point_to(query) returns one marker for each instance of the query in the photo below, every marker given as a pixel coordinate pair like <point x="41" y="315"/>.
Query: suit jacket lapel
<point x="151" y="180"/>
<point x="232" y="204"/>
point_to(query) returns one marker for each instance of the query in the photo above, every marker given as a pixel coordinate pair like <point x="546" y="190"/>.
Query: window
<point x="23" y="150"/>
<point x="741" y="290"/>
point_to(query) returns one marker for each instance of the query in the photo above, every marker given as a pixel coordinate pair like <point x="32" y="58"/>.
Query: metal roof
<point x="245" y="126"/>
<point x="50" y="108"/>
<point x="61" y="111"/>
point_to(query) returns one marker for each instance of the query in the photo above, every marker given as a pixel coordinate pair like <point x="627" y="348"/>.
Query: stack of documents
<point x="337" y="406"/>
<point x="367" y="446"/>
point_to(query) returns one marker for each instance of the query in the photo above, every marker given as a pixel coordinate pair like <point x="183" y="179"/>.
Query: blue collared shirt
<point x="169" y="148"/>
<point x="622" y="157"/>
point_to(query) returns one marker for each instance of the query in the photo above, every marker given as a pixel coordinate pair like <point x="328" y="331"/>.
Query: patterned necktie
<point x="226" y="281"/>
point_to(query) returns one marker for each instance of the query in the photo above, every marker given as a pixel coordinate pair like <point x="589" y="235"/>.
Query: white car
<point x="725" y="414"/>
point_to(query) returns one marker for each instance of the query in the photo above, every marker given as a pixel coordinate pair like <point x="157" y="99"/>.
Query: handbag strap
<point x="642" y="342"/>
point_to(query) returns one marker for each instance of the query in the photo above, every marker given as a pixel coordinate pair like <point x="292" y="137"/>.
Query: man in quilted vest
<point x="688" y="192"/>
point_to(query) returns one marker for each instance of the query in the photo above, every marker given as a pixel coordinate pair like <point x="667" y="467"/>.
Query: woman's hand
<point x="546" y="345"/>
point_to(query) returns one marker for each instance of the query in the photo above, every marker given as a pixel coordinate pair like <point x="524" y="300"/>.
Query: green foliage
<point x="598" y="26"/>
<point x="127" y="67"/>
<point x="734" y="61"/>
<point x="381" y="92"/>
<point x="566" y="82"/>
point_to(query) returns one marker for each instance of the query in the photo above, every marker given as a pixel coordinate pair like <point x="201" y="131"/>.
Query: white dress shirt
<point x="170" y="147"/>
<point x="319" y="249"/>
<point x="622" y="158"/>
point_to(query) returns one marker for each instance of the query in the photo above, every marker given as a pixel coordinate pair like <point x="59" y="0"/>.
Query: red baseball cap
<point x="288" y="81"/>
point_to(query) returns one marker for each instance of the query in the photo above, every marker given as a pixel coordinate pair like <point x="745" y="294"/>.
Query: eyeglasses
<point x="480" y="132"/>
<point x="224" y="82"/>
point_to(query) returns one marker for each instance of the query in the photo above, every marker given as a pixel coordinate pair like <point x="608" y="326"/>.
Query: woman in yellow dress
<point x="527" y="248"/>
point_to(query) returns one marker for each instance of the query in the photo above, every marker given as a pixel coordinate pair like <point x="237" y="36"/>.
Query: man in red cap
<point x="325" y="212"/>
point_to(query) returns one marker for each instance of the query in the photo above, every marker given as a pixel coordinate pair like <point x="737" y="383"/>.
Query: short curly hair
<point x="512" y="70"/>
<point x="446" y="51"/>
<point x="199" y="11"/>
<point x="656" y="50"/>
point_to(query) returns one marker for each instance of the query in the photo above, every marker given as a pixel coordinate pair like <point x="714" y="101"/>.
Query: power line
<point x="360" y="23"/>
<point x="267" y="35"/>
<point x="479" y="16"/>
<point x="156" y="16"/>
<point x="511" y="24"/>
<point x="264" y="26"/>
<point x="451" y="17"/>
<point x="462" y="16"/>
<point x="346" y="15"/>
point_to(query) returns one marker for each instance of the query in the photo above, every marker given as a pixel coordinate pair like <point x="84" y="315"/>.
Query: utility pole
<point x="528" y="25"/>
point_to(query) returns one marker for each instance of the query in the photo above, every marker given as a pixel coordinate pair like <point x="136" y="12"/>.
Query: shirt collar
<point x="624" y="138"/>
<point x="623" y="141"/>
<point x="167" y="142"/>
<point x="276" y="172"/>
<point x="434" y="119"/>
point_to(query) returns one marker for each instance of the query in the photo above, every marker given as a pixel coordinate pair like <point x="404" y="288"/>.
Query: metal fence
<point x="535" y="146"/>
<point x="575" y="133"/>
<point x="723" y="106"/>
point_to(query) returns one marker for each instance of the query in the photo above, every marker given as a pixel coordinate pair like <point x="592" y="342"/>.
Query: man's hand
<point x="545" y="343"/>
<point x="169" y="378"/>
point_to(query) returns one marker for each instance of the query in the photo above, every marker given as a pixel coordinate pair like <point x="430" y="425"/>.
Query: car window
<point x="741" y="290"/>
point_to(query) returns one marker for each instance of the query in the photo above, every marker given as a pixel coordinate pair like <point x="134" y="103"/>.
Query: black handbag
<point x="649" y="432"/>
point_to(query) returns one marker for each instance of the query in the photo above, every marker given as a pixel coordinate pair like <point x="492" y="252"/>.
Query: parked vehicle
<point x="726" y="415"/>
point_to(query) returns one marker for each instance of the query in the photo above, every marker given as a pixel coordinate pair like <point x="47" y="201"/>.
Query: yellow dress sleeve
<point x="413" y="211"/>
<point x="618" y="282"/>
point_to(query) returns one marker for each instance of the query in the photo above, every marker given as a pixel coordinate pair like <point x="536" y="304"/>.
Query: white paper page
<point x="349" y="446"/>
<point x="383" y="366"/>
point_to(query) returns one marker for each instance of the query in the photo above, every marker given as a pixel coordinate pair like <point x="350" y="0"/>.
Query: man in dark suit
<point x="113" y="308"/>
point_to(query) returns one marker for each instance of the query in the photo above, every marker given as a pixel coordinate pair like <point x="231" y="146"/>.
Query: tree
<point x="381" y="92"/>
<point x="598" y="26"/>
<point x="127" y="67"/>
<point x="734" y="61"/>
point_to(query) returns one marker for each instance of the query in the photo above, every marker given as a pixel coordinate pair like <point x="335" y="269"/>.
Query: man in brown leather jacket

# Exercise instructions
Quote all of the entries exactly as they appear.

# Response
point_to(query) returns one marker for each instance of the query in the photo below, every marker given as a pixel coordinate pair like <point x="41" y="315"/>.
Query: suit jacket lapel
<point x="151" y="180"/>
<point x="232" y="204"/>
point_to(query) returns one marker for each instance of the query in the photo above, every marker given as a pixel coordinate pair like <point x="546" y="190"/>.
Query: window
<point x="23" y="150"/>
<point x="741" y="290"/>
point_to(query) returns one marker for each instance of the query in the photo above, every marker given as a pixel coordinate pair like <point x="32" y="58"/>.
Query: metal roof
<point x="245" y="126"/>
<point x="50" y="108"/>
<point x="61" y="111"/>
point_to(query) returns one marker for each instance of the query in the photo above, every marker given as a pixel coordinate pair like <point x="627" y="348"/>.
Query: stack of documents
<point x="337" y="406"/>
<point x="367" y="446"/>
point_to(query) returns one marker for each instance of the query in the photo above, every marker given as a pixel coordinate pair like <point x="183" y="179"/>.
Query: blue collared shirt
<point x="169" y="148"/>
<point x="622" y="157"/>
point_to(query) returns one marker for each instance of the query in the photo above, every marker given as a pixel coordinate pair like <point x="328" y="331"/>.
Query: patterned necktie
<point x="226" y="281"/>
point_to(query) returns one marker for each instance of the query in the photo above, every marker given as a pixel coordinate pair like <point x="589" y="235"/>.
Query: white car
<point x="725" y="414"/>
point_to(query) returns one marker for each instance of the query in the photo above, every marker given as a pixel coordinate pair like <point x="157" y="99"/>.
Query: handbag strap
<point x="642" y="342"/>
point_to(query) returns one marker for each instance of the query in the photo above, every marker given as a pixel coordinate pair like <point x="292" y="137"/>.
Query: man in quilted vest
<point x="688" y="192"/>
point_to(query) returns one marker for each instance of the query in the photo above, every marker given as a pixel coordinate pair like <point x="667" y="467"/>.
Query: woman's hand
<point x="546" y="345"/>
point_to(query) returns one marker for each instance of the query in the photo above, every marker given as a pixel coordinate pair like <point x="524" y="300"/>.
Query: green foliage
<point x="598" y="26"/>
<point x="127" y="67"/>
<point x="734" y="61"/>
<point x="381" y="92"/>
<point x="566" y="82"/>
point_to(query) returns one marker for each instance of the query in the photo above, every marker given as a pixel coordinate pair like <point x="201" y="131"/>.
Query: white dress shirt
<point x="170" y="147"/>
<point x="319" y="249"/>
<point x="622" y="158"/>
point_to(query) returns one marker for each instance of the query in the photo above, every marker given as a pixel coordinate pair like <point x="59" y="0"/>.
Query: red baseball cap
<point x="288" y="81"/>
point_to(query) returns one marker for each instance of the query in the photo above, every marker given as a pixel coordinate pair like <point x="745" y="294"/>.
Query: eyeglasses
<point x="480" y="132"/>
<point x="224" y="82"/>
point_to(query) returns one marker for each instance of the query in the photo above, every marker given as a pixel coordinate pair like <point x="608" y="326"/>.
Query: woman in yellow dress
<point x="527" y="248"/>
point_to(query) returns one marker for each instance of the query in the photo above, every marker given as a pixel coordinate pair like <point x="237" y="36"/>.
Query: man in red cap
<point x="325" y="212"/>
point_to(query) returns one marker for each instance of the query in the photo above, every marker given as a pixel coordinate pair like <point x="737" y="383"/>.
Query: short curly hair
<point x="512" y="70"/>
<point x="446" y="51"/>
<point x="199" y="11"/>
<point x="656" y="50"/>
point_to(query) returns one marker for each instance of the query in the photo above, every marker given as a pixel coordinate pair like <point x="714" y="101"/>.
Query: power line
<point x="360" y="23"/>
<point x="267" y="35"/>
<point x="479" y="16"/>
<point x="156" y="16"/>
<point x="511" y="24"/>
<point x="264" y="26"/>
<point x="451" y="17"/>
<point x="462" y="16"/>
<point x="346" y="15"/>
point_to(query) returns one marker for each instance of the query in the photo above, every marker given as a pixel coordinate pair like <point x="84" y="315"/>.
Query: utility pole
<point x="528" y="25"/>
point_to(query) returns one marker for each instance of the query in the photo above, every marker given as a pixel coordinate pair like <point x="136" y="12"/>.
Query: shirt collar
<point x="624" y="138"/>
<point x="623" y="141"/>
<point x="167" y="142"/>
<point x="276" y="172"/>
<point x="434" y="119"/>
point_to(query) returns one marker for each instance of the query in the photo above, every marker given as a pixel coordinate pair like <point x="404" y="288"/>.
Query: metal fence
<point x="535" y="146"/>
<point x="575" y="133"/>
<point x="723" y="106"/>
point_to(query) returns one marker for each instance of the query in the photo above, every marker given as a pixel coordinate pair like <point x="592" y="342"/>.
Query: man's hand
<point x="545" y="343"/>
<point x="169" y="378"/>
point_to(query) returns one marker for each instance of the query in the photo above, every marker given as a pixel coordinate pair like <point x="430" y="425"/>.
Query: car window
<point x="741" y="290"/>
point_to(query) returns one marker for each instance of the query in the photo above, every marker given as a pixel coordinate pair like <point x="134" y="103"/>.
Query: black handbag
<point x="649" y="432"/>
point_to(query) returns one marker for each instance of the query in the photo above, every marker given as a pixel coordinate pair like <point x="492" y="252"/>.
Query: parked vehicle
<point x="726" y="415"/>
point_to(query) returns one marker for each instance of the query in the photo above, every marker given as a pixel coordinate pair like <point x="47" y="201"/>.
Query: yellow dress sleeve
<point x="413" y="211"/>
<point x="618" y="282"/>
point_to(query) returns one marker for each instance of the query in the photo above, every marker given as a pixel coordinate pair like <point x="536" y="304"/>.
Query: white paper page
<point x="349" y="446"/>
<point x="383" y="366"/>
point_to(query) returns one marker for each instance of the query in the photo above, every marker given as a pixel coordinate pair like <point x="350" y="0"/>.
Query: man in dark suit
<point x="113" y="308"/>
point_to(query) returns one marker for each instance of the query in the photo above, every marker given as a pixel coordinate pair like <point x="231" y="146"/>.
Query: tree
<point x="381" y="92"/>
<point x="598" y="26"/>
<point x="127" y="67"/>
<point x="734" y="61"/>
point_to(query) returns one marker for each instance of the query in the photo above, every marker given as a pixel coordinate pair like <point x="335" y="269"/>.
Query: man in brown leather jacket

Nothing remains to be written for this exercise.